■ **Requirement**:
Carry on the keyboard discussion thread below, starting right after its last line.

■ **Source excerpt**:
Not Mac compatible though?


----------



## Adrian Myers (Apr 15, 2013)

Jay,

Good question! I wasn't sure, and it's confusing because they do say "PC with USB port" in one of the requirements blurbs. But it also states "Mac OS X (v10.6 to 10.8)" as a supported OS.

I think that's just for Synapse 2.0 (firmware updater and such) though. I'm not a big fan of always-on software like that so I just use the devices through generic interface drivers, since it's really the build quality that is appealing.

One thing to be aware of is that most editions of the keyboard come with Cherry MX Blue switches, which are considered the best for typing, but are also the second-loudest switch, behind only spring buckle switches. However, the "Stealth" editions use Brown switches, which are basically the same as Blue but quieter (although not silent).

I have an older Ultimate model, which uses the Blue switches. They're not really that loud, but I'd probably go for the Stealth option if I shared an office. Also, in normal operation, it isn't lit up like a christmas tree like it is in the pictures. It's perfectly sedate.

Regards,
-Adrian


----------



## Nick Batzdorf (Apr 15, 2013)

To my mind - and fingers - the current, low-profile Apple keyboard is laughably far ahead of any other keyboard ever produced. I'm really picky, in fact I used the old Apple Extended Keyboard II with a USB->ADB adapter for years.

But this one is far more comfortable to work on all day long, and it has the side benefit that typing on a laptop is no longer an adjustment (they used to slow me down). The strange thing is that the Apple keyboard didn't require any adjustment when I first tried it - it was great right away.


----------



## Nick Batzdorf (Apr 15, 2013)

Just to be clear, I'm not saying "my preference for pointing devices and keyboards is better than yours!"

It is, but I'm not saying that.


----------



## Adrian Myers (Apr 15, 2013)

Nick Batzdorf @ Mon Apr 15 said:


> It is, but I'm not saying that.


These are the words of an honest man.

Anyway yeah, these things are extremely personal. My wife also prefers paper-thin keyboards, and I just can't do it. One of the most prolific programmers I've ever met only uses Microsoft Natural erognomic keyboards, which to me are like typing on a live cat. To each their own!


----------



## EastWest Lurker (Apr 15, 2013)

Stored data entries:
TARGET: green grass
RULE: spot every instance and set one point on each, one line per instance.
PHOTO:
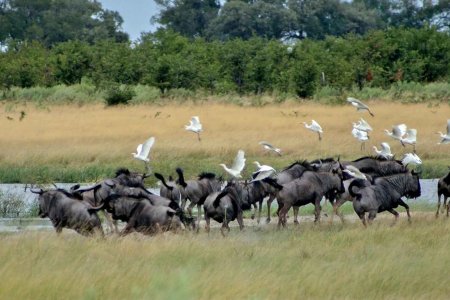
(407, 261)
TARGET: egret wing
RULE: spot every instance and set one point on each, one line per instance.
(239, 161)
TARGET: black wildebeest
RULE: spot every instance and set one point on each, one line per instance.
(140, 215)
(310, 188)
(444, 190)
(384, 194)
(170, 189)
(225, 206)
(294, 171)
(67, 211)
(197, 190)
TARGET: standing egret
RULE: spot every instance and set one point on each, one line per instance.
(410, 138)
(238, 165)
(194, 126)
(359, 105)
(314, 127)
(445, 137)
(263, 171)
(270, 147)
(411, 158)
(354, 172)
(385, 151)
(361, 136)
(142, 152)
(362, 125)
(398, 131)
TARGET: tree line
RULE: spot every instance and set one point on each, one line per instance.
(168, 60)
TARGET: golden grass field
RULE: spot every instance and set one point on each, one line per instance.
(73, 137)
(407, 261)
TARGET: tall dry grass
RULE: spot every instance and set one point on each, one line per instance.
(407, 261)
(92, 135)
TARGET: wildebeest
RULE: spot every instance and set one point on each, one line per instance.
(197, 190)
(294, 171)
(384, 194)
(66, 211)
(444, 190)
(225, 206)
(310, 188)
(170, 189)
(140, 215)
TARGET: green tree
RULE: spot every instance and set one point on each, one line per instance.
(54, 21)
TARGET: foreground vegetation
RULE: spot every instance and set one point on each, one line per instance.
(323, 261)
(87, 143)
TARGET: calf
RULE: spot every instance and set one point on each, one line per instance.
(67, 211)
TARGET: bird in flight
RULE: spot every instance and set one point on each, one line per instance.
(194, 126)
(270, 147)
(314, 126)
(238, 165)
(359, 105)
(143, 151)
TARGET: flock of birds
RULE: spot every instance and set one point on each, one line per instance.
(361, 129)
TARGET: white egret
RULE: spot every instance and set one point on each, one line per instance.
(362, 125)
(361, 136)
(398, 131)
(238, 165)
(314, 127)
(194, 126)
(354, 172)
(359, 105)
(143, 151)
(270, 147)
(410, 138)
(411, 158)
(385, 151)
(263, 171)
(445, 137)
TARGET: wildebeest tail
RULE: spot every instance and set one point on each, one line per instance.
(160, 177)
(273, 183)
(181, 177)
(358, 183)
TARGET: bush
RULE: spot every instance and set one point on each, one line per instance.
(117, 94)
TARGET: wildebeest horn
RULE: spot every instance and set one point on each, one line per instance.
(37, 191)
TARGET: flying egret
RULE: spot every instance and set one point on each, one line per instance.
(445, 137)
(361, 136)
(314, 127)
(398, 131)
(238, 165)
(362, 125)
(263, 171)
(385, 151)
(354, 172)
(143, 150)
(270, 147)
(359, 105)
(194, 126)
(410, 138)
(411, 158)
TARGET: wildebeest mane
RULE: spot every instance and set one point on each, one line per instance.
(123, 171)
(206, 175)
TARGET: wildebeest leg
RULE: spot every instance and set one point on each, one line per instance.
(406, 206)
(336, 206)
(269, 203)
(439, 205)
(395, 213)
(199, 213)
(296, 209)
(372, 215)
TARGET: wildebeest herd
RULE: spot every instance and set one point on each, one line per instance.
(379, 185)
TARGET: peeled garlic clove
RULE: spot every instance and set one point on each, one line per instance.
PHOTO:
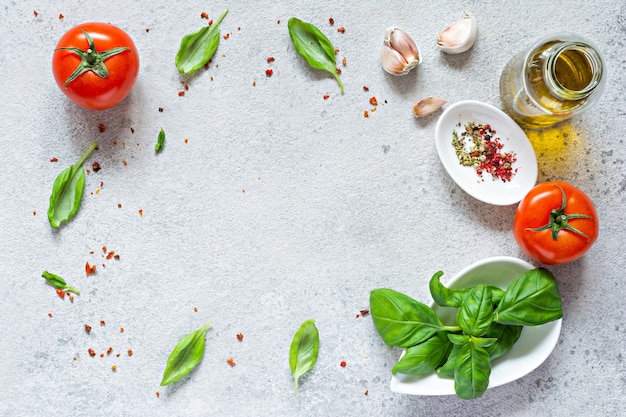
(459, 36)
(428, 105)
(399, 53)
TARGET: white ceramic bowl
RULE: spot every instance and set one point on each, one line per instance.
(510, 134)
(532, 348)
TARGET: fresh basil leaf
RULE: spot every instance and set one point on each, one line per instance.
(531, 300)
(476, 311)
(424, 357)
(314, 47)
(186, 356)
(197, 48)
(472, 371)
(58, 282)
(67, 191)
(400, 320)
(160, 141)
(303, 351)
(506, 336)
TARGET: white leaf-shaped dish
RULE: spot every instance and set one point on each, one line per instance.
(531, 350)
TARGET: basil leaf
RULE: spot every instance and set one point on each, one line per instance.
(186, 356)
(532, 299)
(400, 320)
(476, 311)
(314, 47)
(473, 368)
(303, 350)
(506, 336)
(58, 282)
(160, 141)
(67, 191)
(197, 48)
(424, 357)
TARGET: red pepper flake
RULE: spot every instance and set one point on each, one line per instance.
(90, 269)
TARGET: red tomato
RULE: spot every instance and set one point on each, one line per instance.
(555, 223)
(110, 65)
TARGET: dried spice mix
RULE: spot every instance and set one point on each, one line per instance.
(479, 147)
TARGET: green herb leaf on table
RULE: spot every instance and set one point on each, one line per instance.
(186, 356)
(58, 282)
(314, 47)
(303, 351)
(402, 321)
(531, 300)
(160, 141)
(197, 48)
(67, 191)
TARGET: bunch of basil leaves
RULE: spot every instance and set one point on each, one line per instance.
(489, 321)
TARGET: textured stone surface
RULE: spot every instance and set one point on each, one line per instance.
(270, 205)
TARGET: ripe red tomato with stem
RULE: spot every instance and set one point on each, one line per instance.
(95, 65)
(555, 223)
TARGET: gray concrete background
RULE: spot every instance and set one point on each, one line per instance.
(281, 206)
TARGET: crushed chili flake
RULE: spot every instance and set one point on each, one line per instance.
(90, 269)
(483, 152)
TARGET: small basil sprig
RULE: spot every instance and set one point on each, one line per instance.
(58, 282)
(314, 47)
(197, 48)
(186, 356)
(160, 141)
(489, 321)
(67, 191)
(303, 351)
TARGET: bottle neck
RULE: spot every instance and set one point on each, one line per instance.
(572, 70)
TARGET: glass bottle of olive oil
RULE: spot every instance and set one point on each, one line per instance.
(558, 77)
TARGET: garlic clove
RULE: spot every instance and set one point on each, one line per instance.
(428, 105)
(399, 53)
(459, 36)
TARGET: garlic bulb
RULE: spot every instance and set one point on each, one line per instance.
(399, 53)
(428, 105)
(459, 36)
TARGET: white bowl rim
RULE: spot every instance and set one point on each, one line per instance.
(505, 369)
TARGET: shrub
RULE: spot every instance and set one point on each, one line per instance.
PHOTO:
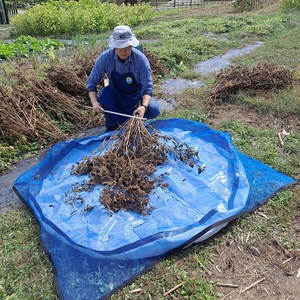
(78, 17)
(290, 3)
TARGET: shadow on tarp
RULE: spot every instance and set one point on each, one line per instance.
(95, 254)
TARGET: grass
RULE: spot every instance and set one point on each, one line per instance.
(26, 272)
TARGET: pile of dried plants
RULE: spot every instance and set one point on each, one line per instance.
(32, 108)
(263, 76)
(41, 103)
(126, 164)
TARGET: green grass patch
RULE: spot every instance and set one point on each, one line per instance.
(264, 145)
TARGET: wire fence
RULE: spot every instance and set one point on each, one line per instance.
(238, 5)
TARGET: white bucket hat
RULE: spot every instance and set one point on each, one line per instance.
(123, 37)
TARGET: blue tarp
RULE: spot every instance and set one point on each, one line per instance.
(95, 253)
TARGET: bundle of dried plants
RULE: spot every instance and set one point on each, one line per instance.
(32, 108)
(126, 164)
(263, 76)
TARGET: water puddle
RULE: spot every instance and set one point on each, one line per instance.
(217, 63)
(176, 85)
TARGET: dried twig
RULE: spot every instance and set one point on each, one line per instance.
(174, 288)
(252, 285)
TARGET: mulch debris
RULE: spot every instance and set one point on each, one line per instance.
(127, 162)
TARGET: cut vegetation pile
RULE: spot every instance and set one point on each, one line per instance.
(37, 107)
(126, 164)
(264, 76)
(32, 108)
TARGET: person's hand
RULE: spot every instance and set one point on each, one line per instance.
(97, 107)
(140, 111)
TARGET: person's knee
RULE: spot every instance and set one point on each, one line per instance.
(153, 109)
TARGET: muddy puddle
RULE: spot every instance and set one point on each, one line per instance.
(173, 86)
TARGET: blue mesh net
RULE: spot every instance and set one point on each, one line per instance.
(95, 253)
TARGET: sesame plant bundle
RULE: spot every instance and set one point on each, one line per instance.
(127, 162)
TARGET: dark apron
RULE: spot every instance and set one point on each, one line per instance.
(122, 96)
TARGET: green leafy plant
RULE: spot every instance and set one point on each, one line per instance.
(23, 46)
(290, 3)
(75, 17)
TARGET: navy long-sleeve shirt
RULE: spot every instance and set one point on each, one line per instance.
(137, 63)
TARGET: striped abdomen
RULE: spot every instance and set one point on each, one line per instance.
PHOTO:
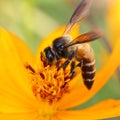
(88, 72)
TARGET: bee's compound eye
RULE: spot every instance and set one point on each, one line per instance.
(49, 54)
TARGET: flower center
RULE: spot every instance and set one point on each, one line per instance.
(49, 83)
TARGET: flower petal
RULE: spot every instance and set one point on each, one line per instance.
(15, 91)
(102, 110)
(80, 94)
(51, 37)
(21, 116)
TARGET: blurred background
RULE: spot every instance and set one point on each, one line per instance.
(32, 20)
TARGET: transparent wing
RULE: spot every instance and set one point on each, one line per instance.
(79, 14)
(87, 37)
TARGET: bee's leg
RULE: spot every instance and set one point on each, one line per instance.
(80, 64)
(65, 64)
(73, 65)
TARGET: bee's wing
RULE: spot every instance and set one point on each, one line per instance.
(86, 37)
(79, 14)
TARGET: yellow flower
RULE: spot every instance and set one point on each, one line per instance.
(29, 91)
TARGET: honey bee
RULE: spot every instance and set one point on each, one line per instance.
(76, 49)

■ **Output for this task**:
Nick Batzdorf @ Mon Apr 15 said:


> To my mind - and fingers - the current, low-profile Apple keyboard is laughably far ahead of any other keyboard ever produced. I'm really picky, in fact I used the old Apple Extended Keyboard II with a USB->ADB adapter for years.
> 
> But this one is far more comfortable to work on all day long, and it has the side benefit that typing on a laptop is no longer an adjustment (they used to slow me down). The strange thing is that the Apple keyboard didn't require any adjustment when I first tried it - it was great right away.



I have trouble with it. A fair amount of the time it simply does not register keystrokes I type. This is the second one I have had with the same thing so I am open to an alternative. I was at Steve Porcaro's studio this morning and did not have this using his old MacAlly keyboard.


----------



## Nick Batzdorf (Apr 15, 2013)

> These are the words of an honest man.



They're the words of a man who's kidding. I should have put a .


----------



## Nick Batzdorf (Apr 15, 2013)

I guess you type very lightly, Jay.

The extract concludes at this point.